◆ GIVEN REQUEST ◆
Please swap "Place a marker on" for "Put a pin on" everywhere in the lines below and give the lines back with nothing else changed. Leave the pictures out.

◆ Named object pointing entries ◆
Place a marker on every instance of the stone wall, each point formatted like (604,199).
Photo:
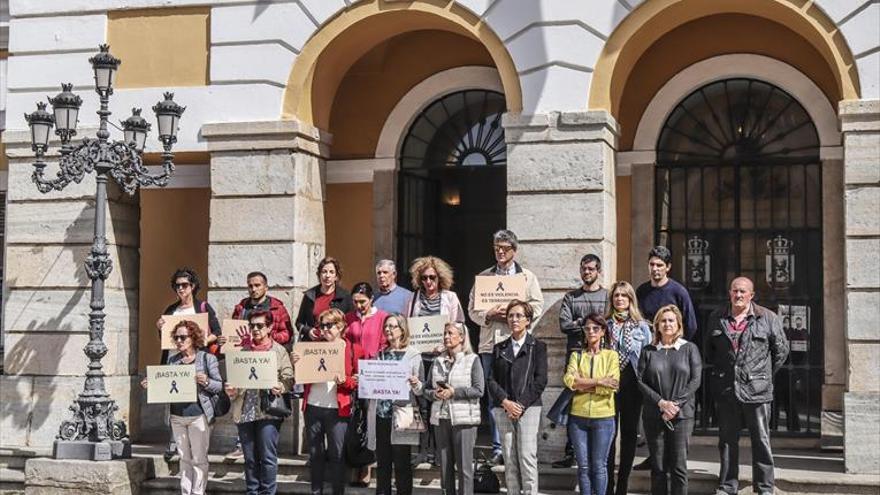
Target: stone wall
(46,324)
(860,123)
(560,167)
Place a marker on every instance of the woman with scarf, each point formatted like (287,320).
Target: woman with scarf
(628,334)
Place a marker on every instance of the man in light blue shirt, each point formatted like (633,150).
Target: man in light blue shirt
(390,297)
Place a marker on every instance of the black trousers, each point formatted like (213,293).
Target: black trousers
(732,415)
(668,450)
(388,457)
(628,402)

◆ CORRECT RESULT ◆
Put a pin on every instance of the stone wall, each point formatted like (604,199).
Photo:
Target: stone wall
(46,324)
(860,123)
(560,167)
Put a pin on every instance of the woman with scarf, each point formatted like (287,320).
Target: woman with scarf
(628,334)
Put a pin on every instance of the man in light blue shirt, each point formatted like (633,150).
Target: man in light blue shirt
(390,297)
Put a pin on every instance of the black trousers, each point formatted like (213,293).
Target: black trousers
(732,415)
(668,450)
(388,457)
(628,402)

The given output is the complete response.